-------- SUPPLIED PASSAGE

A.                  The award’s denial of liquidated damages is contrary to law.
 
The Union contends that § 216(b) required the Arbitrator to award liquidated damages in this case. Exceptions at 7. As mentioned supra note 3, § 216(b) states that, in addition to an employer’s liability for unpaid overtime compensation, the employer is liable for liquidated damages in an amount equal to the unpaid overtime, unless the employer qualifies for the good‑faith, reasonable‑basis defense under 29 U.S.C. § 260. See AFGE, Local 987, 66 FLRA 143, 146 (2011) (Local 987) (citing NTEU, 53 FLRA 1469, 1482 (1998)). In other words, where an employer is liable for unpaid overtime under the FLSA, and the employer does not establish an affirmative defense, liquidated damages are mandatoryId. at 146‑47; accord Brock v. Wilamowsky, 833 F.2d 11, 20 (2d Cir. 1987) (“The [‍FLSA‍] does not authorize the court to decline to award liquidated damages . . . unless the employer has established its good‑faith, reasonable‑basis defense.”).

----------------
-------- DATA SUPPLIED

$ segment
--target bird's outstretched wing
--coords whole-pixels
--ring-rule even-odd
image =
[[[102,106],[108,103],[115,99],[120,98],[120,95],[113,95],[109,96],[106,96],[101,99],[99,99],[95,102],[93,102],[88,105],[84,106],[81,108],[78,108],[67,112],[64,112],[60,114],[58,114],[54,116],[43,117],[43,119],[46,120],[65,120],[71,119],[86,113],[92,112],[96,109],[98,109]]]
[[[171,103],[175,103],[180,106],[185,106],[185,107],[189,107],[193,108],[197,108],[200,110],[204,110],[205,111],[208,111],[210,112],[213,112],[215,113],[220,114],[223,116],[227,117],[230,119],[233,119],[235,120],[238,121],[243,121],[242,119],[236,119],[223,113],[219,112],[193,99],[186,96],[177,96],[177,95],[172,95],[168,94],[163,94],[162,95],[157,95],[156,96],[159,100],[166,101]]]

----------------

REQUIREMENT 1 =
Using the passage on liquidated damages, explain in one to three sentences why liquidated damages are mandatory when an employer is liable for unpaid overtime under the FLSA.
REQUIREMENT 2 =
Quote the entire listing line for line, keeping every character unchanged.
The passage on liquidated damages and the listing have no connection to each other.

CORRECT ANSWER 1 =
Section 216(b) makes an employer liable for liquidated damages equal to the unpaid overtime, in addition to the overtime itself. The only exception is an employer that qualifies for the good-faith, reasonable-basis defense under 29 U.S.C. § 260, so if the employer does not establish that affirmative defense, the damages must be awarded.

CORRECT ANSWER 2 =
$ segment
--target bird's outstretched wing
--coords whole-pixels
--ring-rule even-odd
image =
[[[102,106],[108,103],[115,99],[120,98],[120,95],[113,95],[109,96],[106,96],[101,99],[99,99],[95,102],[93,102],[88,105],[84,106],[81,108],[78,108],[67,112],[64,112],[60,114],[58,114],[54,116],[43,117],[43,119],[46,120],[65,120],[71,119],[86,113],[92,112],[96,109],[98,109]]]
[[[171,103],[175,103],[180,106],[185,106],[185,107],[189,107],[193,108],[197,108],[200,110],[204,110],[205,111],[208,111],[210,112],[213,112],[215,113],[220,114],[223,116],[227,117],[230,119],[233,119],[235,120],[238,121],[243,121],[242,119],[236,119],[223,113],[219,112],[193,99],[186,96],[177,96],[177,95],[172,95],[168,94],[163,94],[162,95],[157,95],[156,96],[159,100],[166,101]]]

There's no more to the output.